▶ SET EXERCISE
Extract every line in the entries below that contains the word "navy", matching its case exactly.

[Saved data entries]
<<<<

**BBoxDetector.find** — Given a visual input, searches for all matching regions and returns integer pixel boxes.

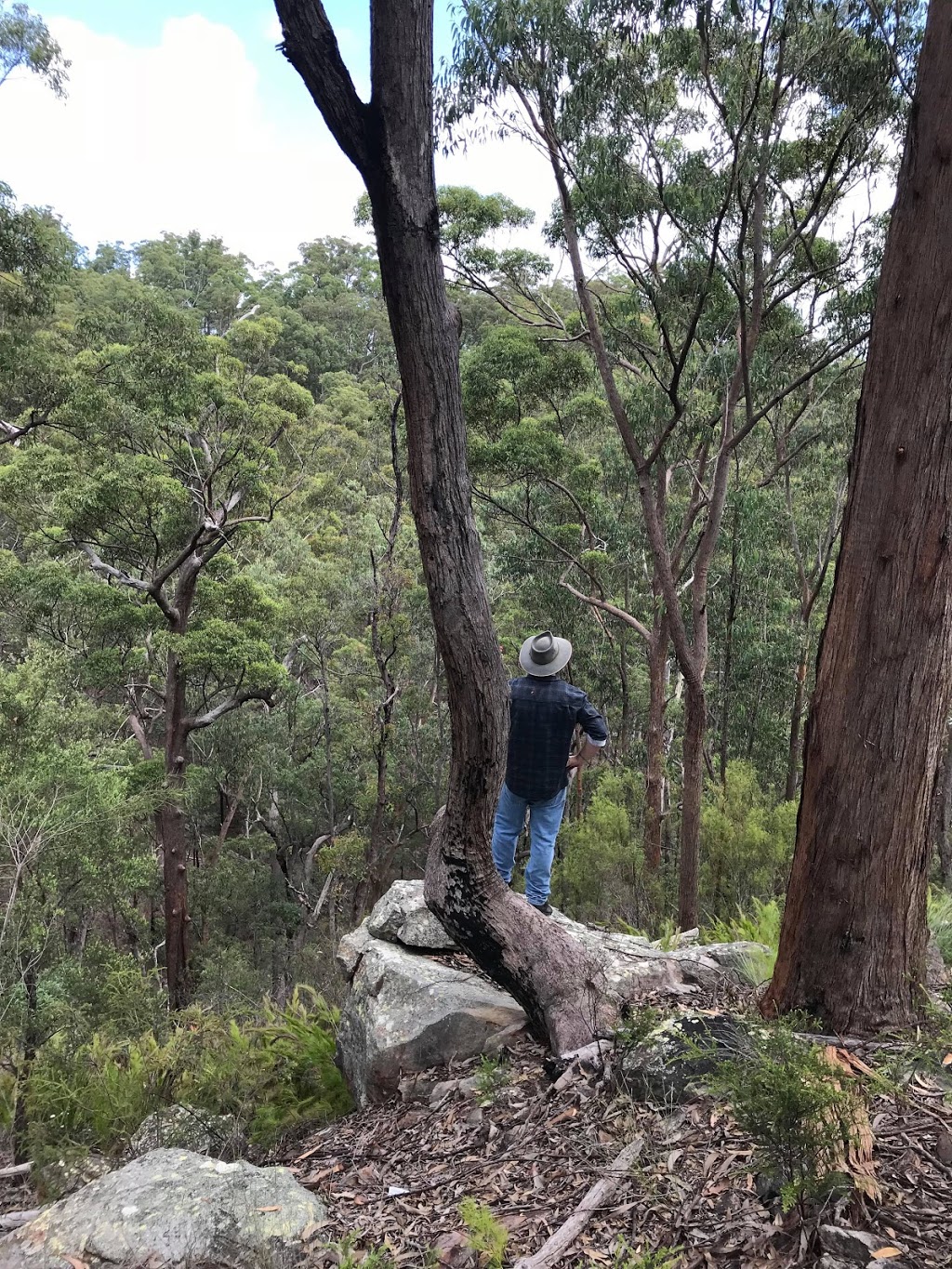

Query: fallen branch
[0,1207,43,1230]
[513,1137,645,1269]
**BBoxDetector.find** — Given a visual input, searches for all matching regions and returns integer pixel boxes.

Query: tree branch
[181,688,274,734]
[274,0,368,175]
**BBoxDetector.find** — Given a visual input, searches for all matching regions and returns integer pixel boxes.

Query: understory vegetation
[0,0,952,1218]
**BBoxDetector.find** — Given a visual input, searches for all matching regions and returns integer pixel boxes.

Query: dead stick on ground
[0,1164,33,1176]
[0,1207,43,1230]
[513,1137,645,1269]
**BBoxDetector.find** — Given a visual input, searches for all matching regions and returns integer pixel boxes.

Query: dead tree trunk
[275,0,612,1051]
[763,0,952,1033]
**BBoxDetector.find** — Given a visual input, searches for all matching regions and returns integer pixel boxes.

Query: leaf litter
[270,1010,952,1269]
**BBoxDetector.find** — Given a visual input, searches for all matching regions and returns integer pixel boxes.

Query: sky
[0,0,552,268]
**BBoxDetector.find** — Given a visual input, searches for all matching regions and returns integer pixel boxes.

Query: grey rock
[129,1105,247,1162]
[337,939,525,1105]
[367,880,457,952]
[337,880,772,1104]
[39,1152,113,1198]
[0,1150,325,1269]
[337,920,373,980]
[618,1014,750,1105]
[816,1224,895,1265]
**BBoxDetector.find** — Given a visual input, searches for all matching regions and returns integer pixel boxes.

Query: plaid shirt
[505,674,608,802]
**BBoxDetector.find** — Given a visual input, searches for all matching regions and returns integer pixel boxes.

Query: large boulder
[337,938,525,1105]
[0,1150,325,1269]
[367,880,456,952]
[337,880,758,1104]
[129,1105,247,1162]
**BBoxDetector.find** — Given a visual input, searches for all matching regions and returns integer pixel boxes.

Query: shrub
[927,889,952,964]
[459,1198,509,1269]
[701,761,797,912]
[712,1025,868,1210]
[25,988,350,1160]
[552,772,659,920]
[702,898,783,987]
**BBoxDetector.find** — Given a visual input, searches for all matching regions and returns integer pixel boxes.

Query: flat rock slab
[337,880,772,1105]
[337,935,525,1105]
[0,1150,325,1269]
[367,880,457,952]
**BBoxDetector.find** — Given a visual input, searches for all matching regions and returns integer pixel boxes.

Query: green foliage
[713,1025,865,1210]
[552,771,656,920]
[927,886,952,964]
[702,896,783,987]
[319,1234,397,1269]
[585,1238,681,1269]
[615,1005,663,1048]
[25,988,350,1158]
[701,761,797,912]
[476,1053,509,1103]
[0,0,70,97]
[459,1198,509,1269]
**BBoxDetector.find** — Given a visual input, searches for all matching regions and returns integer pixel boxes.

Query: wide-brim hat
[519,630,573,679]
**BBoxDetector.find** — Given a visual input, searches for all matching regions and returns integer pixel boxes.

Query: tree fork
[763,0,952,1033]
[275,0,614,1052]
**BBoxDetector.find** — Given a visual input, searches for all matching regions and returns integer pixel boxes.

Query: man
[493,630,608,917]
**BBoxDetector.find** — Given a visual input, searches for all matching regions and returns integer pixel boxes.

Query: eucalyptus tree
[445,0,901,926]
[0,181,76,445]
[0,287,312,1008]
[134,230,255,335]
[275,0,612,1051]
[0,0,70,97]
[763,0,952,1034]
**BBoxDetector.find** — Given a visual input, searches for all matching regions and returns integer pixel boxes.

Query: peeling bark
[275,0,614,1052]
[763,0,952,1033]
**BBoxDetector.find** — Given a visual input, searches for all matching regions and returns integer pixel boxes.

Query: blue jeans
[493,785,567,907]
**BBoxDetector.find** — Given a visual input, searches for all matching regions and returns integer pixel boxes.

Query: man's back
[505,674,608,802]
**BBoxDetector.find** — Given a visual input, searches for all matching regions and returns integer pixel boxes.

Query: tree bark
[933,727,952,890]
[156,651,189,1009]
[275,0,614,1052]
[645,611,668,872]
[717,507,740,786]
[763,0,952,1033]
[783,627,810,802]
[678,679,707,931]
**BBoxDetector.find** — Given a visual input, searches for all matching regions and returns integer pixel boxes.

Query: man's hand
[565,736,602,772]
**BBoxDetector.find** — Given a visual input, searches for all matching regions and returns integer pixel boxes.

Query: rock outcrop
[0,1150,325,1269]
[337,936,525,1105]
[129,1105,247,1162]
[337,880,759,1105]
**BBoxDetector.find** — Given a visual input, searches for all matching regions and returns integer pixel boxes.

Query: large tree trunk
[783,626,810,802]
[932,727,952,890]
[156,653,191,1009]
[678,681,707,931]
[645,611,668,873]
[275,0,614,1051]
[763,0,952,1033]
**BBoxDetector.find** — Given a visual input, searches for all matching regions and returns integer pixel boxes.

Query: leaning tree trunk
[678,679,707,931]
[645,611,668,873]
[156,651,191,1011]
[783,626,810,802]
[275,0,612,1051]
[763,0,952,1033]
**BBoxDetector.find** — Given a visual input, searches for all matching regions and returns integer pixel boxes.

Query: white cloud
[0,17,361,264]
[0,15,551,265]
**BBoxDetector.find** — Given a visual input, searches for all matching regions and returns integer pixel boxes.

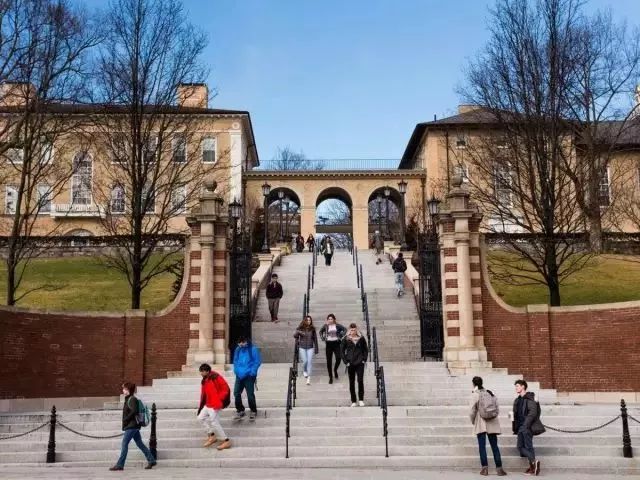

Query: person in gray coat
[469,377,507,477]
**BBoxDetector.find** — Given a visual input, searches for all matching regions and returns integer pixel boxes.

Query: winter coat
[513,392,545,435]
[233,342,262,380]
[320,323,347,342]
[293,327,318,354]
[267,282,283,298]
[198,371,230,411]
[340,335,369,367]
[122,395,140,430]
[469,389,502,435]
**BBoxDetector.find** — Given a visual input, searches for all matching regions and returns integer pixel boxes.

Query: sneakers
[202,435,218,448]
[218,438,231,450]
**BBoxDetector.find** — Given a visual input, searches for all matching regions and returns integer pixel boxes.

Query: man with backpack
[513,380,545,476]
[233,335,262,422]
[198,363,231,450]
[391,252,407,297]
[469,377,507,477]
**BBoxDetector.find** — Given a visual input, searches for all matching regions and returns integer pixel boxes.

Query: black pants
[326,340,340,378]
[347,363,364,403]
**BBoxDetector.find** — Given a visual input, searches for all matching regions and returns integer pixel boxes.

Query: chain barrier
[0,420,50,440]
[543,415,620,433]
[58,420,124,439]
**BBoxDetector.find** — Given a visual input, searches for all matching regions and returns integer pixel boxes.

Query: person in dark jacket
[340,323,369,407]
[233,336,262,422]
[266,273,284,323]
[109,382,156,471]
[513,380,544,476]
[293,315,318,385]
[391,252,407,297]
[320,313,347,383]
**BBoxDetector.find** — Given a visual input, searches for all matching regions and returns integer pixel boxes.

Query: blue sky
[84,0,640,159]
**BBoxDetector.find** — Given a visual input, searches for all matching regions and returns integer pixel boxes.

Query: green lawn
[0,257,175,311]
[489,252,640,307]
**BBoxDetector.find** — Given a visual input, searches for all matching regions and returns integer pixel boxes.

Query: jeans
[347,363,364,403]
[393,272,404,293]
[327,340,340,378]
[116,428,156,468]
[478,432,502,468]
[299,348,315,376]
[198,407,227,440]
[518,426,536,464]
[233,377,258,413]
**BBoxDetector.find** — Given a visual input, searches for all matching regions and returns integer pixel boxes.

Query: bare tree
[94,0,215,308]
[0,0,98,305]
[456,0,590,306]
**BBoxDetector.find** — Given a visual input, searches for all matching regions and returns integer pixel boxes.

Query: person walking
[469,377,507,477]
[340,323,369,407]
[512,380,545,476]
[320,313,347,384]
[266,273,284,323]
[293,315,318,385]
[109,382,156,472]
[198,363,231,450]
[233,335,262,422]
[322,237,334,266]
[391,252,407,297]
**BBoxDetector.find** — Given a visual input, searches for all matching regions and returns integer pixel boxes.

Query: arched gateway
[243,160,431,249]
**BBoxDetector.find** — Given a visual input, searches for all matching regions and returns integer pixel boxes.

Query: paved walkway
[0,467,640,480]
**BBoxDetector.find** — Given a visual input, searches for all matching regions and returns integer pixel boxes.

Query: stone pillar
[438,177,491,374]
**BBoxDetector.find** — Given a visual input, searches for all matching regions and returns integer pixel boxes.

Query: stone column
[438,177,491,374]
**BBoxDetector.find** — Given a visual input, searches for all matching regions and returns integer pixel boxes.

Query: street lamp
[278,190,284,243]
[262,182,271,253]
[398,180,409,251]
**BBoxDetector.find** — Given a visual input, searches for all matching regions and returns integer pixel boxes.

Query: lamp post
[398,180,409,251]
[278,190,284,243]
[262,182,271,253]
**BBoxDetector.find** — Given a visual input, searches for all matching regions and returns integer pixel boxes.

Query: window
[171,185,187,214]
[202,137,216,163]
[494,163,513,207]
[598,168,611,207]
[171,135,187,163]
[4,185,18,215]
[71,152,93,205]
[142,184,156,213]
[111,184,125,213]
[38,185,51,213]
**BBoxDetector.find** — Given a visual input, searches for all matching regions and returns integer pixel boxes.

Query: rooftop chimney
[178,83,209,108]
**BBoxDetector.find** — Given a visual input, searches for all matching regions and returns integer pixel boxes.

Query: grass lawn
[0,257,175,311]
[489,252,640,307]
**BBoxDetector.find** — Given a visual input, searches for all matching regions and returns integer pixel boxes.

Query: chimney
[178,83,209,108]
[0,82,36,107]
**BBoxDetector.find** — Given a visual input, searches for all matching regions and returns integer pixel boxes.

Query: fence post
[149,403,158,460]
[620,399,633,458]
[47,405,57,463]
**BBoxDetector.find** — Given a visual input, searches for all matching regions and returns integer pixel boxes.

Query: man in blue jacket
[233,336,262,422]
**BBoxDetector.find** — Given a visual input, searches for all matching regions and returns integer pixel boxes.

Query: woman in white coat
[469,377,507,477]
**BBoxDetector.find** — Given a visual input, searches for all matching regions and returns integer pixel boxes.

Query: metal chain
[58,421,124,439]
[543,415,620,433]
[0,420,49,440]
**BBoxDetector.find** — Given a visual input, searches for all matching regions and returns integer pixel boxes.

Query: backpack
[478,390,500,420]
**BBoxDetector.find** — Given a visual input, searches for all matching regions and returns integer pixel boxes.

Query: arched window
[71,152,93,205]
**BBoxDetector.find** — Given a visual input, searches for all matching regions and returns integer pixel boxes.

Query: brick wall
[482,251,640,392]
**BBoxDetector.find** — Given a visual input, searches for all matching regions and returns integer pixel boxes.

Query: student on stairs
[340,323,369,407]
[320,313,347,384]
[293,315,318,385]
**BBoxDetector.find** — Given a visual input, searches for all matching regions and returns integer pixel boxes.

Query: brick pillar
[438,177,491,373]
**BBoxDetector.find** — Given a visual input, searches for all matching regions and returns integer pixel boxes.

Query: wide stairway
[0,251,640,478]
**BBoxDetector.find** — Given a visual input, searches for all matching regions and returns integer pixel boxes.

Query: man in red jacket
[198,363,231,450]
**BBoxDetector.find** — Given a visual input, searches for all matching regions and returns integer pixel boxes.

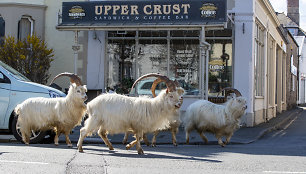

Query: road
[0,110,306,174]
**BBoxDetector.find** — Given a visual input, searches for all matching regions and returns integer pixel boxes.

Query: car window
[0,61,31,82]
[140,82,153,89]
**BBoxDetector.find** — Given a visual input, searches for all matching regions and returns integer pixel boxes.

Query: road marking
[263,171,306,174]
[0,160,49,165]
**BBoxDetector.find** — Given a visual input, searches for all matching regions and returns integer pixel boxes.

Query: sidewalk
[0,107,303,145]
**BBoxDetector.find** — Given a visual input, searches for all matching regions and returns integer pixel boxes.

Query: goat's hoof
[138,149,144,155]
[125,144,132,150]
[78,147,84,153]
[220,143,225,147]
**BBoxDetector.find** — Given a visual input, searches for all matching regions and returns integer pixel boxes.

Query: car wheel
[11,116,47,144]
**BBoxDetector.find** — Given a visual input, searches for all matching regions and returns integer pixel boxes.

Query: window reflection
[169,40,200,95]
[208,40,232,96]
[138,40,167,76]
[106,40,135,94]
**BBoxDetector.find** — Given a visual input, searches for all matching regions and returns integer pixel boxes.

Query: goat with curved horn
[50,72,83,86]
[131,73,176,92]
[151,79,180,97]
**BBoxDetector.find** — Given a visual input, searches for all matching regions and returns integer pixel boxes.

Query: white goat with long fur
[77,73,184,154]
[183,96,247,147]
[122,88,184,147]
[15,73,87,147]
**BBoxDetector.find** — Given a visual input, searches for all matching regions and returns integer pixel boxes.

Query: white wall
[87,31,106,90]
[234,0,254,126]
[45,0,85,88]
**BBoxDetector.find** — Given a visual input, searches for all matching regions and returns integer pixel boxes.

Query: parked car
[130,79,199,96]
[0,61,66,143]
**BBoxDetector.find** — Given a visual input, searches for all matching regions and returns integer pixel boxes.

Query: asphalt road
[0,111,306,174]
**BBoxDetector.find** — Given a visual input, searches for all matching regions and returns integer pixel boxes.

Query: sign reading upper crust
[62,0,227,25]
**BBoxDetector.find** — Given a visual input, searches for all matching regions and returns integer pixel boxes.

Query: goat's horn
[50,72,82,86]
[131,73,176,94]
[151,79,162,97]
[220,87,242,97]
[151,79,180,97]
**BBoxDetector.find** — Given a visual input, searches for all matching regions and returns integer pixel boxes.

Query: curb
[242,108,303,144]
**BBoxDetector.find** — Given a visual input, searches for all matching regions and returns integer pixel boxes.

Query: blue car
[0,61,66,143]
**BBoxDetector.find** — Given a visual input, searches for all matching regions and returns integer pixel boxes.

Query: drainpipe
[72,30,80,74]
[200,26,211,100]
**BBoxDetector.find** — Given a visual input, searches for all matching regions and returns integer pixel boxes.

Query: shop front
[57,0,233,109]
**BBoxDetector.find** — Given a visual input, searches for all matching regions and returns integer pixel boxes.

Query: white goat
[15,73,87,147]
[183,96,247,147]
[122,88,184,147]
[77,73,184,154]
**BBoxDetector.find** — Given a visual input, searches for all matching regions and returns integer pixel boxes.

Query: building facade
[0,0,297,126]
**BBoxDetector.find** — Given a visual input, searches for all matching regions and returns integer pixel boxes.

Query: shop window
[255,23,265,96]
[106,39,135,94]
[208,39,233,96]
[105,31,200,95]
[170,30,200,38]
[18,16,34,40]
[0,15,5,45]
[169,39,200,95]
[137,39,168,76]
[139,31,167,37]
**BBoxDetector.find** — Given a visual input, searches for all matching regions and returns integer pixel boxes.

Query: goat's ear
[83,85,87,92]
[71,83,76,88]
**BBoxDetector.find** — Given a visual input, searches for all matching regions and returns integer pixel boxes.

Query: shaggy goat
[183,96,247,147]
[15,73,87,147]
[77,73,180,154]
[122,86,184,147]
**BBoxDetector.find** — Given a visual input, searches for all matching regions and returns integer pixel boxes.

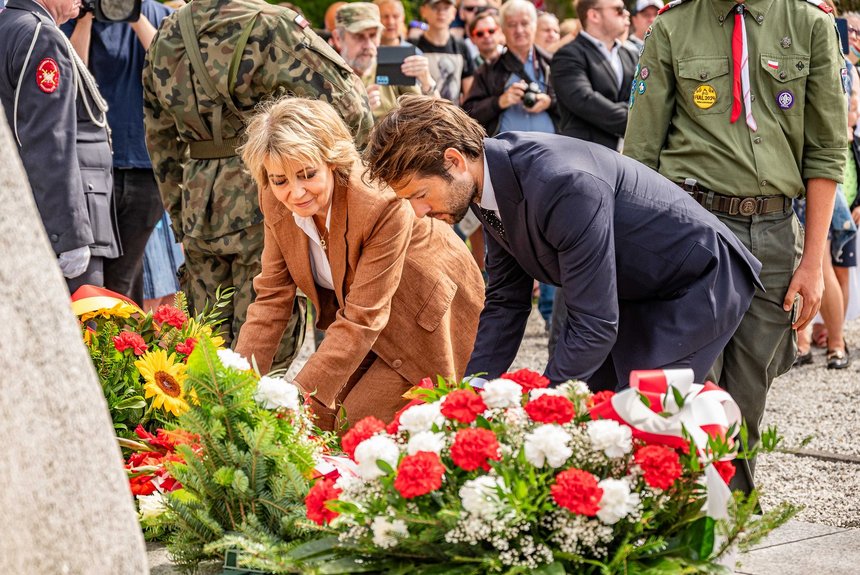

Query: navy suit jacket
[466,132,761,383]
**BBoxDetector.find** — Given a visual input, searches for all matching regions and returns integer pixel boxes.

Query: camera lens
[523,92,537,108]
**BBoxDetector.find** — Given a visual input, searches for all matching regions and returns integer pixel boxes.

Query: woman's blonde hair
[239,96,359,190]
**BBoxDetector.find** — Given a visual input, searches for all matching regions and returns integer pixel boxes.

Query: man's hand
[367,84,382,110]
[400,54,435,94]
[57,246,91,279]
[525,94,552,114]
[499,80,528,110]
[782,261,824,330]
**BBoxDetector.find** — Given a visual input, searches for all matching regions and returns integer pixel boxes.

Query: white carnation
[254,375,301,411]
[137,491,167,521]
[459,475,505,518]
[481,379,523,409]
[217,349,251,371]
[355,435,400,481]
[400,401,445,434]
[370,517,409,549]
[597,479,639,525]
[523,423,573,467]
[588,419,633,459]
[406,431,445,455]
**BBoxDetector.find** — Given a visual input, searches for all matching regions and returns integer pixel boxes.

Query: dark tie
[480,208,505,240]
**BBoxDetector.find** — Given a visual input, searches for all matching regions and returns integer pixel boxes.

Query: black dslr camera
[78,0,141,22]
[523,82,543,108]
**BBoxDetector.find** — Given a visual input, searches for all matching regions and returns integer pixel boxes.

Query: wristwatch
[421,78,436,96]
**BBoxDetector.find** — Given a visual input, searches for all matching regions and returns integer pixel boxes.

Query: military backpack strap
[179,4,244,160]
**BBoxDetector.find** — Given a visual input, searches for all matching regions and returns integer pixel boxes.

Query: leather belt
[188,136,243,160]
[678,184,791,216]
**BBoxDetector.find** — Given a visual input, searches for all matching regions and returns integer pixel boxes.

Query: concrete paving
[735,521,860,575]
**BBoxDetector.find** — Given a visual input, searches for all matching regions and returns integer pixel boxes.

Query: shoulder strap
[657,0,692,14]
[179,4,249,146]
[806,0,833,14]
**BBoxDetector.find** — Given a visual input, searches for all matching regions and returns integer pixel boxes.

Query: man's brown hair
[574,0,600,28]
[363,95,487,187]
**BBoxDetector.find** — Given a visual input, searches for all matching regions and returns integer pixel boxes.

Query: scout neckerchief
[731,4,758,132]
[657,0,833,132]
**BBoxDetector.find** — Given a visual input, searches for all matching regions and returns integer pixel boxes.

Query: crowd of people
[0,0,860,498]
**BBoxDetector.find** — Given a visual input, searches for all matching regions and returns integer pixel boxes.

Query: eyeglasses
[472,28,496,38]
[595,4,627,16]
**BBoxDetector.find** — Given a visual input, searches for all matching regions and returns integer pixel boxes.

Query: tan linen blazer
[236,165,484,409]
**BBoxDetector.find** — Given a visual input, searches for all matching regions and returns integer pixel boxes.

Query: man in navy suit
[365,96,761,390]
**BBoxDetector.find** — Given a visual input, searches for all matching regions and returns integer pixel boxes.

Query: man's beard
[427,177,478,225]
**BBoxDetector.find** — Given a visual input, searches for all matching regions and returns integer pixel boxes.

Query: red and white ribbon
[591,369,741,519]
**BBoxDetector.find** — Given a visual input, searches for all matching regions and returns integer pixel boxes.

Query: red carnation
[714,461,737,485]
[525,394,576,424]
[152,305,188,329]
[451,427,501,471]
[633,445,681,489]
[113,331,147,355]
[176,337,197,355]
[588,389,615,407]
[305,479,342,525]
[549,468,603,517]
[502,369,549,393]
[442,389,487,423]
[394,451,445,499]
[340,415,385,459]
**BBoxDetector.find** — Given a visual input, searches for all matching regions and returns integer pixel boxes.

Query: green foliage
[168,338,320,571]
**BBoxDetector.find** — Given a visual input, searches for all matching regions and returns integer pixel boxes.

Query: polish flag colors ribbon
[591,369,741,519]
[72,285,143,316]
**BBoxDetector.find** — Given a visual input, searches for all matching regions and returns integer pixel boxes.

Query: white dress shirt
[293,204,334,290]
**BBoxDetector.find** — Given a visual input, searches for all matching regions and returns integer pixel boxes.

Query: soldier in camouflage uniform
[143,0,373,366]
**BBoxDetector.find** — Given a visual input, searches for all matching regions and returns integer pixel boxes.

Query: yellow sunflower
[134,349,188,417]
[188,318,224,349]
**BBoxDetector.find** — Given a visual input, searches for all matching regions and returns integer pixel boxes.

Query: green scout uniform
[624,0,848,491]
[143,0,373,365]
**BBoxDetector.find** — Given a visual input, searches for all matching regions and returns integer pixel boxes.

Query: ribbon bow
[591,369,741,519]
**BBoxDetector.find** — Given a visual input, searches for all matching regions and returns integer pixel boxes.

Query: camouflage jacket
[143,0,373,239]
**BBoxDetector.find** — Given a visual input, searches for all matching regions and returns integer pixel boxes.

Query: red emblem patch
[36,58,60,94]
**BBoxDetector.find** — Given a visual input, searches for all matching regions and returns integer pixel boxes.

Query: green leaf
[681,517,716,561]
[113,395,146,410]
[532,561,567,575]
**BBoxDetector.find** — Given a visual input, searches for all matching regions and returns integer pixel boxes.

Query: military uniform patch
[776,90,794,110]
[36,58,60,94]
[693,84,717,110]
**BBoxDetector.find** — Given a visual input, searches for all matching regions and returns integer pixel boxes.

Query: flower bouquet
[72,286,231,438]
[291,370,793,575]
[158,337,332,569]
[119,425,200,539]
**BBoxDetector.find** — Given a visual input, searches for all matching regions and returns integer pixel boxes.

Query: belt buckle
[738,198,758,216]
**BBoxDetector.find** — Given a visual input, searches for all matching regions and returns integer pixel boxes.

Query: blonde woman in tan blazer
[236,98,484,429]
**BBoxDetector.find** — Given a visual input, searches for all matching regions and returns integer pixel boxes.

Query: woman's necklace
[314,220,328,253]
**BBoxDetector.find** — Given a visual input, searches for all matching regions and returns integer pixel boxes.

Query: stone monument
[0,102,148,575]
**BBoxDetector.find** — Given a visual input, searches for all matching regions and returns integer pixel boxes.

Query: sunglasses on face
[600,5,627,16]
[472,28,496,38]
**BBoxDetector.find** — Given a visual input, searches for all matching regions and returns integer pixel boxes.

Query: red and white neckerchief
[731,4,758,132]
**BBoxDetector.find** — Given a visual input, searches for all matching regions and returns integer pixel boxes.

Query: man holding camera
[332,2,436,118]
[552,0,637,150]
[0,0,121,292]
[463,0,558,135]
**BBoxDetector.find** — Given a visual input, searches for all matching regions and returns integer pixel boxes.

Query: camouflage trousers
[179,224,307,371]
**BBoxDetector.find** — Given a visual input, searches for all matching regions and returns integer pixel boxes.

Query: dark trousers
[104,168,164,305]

>>>>

▶ OUTPUT OF THE TASK
Query: navy suit jacket
Query: man in navy suit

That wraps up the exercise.